-- Input records follows --

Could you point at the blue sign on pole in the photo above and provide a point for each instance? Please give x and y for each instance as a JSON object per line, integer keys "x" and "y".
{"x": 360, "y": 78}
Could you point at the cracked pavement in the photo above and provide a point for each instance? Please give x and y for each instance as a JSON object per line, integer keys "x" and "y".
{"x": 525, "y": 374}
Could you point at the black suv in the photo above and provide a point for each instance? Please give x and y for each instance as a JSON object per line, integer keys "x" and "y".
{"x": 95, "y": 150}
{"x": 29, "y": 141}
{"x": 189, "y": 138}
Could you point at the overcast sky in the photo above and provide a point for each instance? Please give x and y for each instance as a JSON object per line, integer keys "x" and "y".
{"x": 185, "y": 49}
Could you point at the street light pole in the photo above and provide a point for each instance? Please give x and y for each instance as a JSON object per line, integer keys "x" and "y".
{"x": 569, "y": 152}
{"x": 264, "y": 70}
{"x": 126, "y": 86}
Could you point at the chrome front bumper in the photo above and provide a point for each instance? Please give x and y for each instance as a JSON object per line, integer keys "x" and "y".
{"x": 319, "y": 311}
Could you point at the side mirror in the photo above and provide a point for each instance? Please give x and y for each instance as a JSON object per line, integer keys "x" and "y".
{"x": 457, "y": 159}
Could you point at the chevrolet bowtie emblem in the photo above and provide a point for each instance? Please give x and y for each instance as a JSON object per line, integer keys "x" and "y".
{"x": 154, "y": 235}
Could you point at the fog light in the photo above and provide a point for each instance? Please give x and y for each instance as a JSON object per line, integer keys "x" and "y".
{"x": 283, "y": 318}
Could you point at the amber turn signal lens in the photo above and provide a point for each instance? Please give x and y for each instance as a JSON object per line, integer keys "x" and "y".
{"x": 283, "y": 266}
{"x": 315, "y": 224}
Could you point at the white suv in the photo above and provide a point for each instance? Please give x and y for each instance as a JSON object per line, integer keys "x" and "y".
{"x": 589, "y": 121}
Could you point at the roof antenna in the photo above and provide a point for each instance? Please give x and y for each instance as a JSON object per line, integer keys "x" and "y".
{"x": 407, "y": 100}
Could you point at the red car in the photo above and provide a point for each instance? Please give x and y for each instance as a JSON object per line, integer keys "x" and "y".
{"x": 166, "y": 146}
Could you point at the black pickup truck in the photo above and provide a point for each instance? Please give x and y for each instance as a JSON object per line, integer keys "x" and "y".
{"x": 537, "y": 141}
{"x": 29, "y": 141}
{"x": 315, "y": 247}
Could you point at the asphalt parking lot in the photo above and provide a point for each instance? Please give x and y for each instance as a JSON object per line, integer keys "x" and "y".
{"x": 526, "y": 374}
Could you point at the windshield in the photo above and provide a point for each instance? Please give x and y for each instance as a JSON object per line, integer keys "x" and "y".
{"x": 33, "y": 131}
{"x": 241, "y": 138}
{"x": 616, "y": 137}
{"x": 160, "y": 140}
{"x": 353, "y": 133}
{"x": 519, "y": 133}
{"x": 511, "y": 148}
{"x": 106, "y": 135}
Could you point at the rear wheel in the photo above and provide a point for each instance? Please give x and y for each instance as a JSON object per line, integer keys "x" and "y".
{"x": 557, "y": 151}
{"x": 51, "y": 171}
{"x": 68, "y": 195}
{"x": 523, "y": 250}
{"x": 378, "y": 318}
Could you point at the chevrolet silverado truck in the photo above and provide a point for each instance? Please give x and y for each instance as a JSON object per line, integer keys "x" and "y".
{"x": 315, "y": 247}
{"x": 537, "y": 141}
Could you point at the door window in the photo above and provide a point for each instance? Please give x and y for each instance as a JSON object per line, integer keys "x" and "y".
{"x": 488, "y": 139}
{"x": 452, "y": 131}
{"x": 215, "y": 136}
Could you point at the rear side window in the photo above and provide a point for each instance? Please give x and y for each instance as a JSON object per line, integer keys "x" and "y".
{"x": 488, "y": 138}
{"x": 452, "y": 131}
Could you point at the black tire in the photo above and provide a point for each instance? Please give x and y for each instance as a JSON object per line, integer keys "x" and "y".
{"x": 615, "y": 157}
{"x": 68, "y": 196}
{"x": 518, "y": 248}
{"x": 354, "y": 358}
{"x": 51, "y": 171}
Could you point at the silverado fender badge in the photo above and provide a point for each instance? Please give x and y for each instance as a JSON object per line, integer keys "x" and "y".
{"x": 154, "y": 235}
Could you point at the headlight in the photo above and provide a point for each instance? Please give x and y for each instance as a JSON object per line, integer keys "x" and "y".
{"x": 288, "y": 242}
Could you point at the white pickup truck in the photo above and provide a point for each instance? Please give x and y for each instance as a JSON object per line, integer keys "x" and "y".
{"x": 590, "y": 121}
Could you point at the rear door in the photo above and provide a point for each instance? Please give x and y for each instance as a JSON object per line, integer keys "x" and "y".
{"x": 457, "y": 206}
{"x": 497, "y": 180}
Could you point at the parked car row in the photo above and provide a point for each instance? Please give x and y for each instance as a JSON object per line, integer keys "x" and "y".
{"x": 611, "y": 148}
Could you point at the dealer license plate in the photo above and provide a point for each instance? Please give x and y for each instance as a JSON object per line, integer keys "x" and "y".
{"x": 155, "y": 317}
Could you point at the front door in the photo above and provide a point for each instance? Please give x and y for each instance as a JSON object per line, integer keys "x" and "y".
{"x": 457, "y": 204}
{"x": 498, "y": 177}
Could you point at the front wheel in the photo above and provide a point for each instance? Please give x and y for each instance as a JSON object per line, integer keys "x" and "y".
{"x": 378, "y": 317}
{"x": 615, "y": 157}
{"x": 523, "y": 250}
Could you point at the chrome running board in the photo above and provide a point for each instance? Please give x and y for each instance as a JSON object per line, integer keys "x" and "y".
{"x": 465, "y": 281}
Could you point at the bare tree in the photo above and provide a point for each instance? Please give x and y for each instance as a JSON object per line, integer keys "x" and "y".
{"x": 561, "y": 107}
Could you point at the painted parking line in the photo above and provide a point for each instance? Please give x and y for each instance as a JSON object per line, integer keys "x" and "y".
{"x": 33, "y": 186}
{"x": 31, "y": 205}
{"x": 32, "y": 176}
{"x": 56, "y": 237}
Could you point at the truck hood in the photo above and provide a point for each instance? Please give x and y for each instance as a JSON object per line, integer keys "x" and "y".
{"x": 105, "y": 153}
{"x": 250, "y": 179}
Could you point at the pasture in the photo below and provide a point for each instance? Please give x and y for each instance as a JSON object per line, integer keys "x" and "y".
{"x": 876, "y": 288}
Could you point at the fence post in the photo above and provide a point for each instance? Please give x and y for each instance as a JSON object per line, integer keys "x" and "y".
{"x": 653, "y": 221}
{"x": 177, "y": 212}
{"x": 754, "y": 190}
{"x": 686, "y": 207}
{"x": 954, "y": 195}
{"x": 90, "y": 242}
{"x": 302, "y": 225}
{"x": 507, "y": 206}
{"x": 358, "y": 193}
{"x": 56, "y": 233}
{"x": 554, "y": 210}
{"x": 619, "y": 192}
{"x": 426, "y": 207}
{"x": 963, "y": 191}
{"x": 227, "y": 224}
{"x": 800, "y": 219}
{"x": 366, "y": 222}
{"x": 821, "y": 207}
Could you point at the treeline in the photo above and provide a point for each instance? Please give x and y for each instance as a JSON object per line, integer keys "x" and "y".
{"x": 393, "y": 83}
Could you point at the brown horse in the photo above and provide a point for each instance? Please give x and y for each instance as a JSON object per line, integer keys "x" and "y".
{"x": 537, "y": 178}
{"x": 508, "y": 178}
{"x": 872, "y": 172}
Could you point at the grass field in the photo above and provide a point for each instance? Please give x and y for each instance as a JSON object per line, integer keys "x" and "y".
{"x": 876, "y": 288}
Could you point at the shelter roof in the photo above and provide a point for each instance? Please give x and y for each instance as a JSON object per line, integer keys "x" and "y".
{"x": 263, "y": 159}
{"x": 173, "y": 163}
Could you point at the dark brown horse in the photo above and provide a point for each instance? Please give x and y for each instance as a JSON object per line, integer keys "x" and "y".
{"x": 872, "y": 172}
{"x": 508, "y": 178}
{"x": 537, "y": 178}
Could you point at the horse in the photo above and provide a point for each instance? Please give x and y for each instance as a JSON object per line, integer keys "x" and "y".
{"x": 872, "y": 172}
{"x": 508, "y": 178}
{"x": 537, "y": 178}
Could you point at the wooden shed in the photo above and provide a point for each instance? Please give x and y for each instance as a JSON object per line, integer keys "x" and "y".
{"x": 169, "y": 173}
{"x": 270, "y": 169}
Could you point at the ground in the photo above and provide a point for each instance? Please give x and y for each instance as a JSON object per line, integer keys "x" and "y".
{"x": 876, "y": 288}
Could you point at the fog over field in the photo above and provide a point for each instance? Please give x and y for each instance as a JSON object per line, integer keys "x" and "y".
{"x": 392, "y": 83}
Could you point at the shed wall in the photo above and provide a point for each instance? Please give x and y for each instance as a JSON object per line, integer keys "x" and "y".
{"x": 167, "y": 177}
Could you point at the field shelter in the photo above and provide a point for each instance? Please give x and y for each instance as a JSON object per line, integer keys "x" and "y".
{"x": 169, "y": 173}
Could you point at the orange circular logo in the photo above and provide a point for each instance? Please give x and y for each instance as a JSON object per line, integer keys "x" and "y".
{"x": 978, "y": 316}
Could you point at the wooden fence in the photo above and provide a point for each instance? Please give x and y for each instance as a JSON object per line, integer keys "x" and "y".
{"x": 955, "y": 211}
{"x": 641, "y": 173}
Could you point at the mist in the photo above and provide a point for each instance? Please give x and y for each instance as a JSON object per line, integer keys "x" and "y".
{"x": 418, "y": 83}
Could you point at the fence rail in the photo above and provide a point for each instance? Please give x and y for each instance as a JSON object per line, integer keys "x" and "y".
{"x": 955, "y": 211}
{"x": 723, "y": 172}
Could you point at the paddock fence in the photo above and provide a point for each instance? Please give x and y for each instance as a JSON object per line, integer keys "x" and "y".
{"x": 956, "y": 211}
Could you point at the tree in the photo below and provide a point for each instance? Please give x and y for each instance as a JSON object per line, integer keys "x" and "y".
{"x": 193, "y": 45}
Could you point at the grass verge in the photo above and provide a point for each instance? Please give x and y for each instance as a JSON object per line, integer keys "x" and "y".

-- Input records concluded --

* **Directions for this task**
Take the line that contains "Could you point at the wooden fence" and each line after it down to the last of the records, and retype them exactly; add nothing else.

* **Output below**
Could you point at the wooden fence in the photo above and provide a point for each instance? Please give x and y for each instance as a JSON object per line, integer keys "x" and "y".
{"x": 955, "y": 211}
{"x": 641, "y": 173}
Could you point at the mist in the photo above and provide a point for each instance? Please give x and y for each instance as a JSON object per line, integer keys "x" and "y".
{"x": 418, "y": 83}
Could you point at the fence rail in the photo above and provide a point for each instance? Please give x and y for each instance as a JSON object per line, integer keys "x" and "y".
{"x": 955, "y": 211}
{"x": 723, "y": 172}
Could you point at the paddock fence in the photo above and provide a point for each instance? Please give x and y for each instance as a JSON object per line, integer keys "x" and "y".
{"x": 956, "y": 211}
Could you point at the tree in the photo below and provide a point for each instance? Please give x and y for each instance as a JSON object per line, integer keys "x" and "y".
{"x": 193, "y": 45}
Could you point at the grass verge in the photo above and provide a point for each instance? Please give x and y for each instance as a JSON object per line, integer keys "x" and "y".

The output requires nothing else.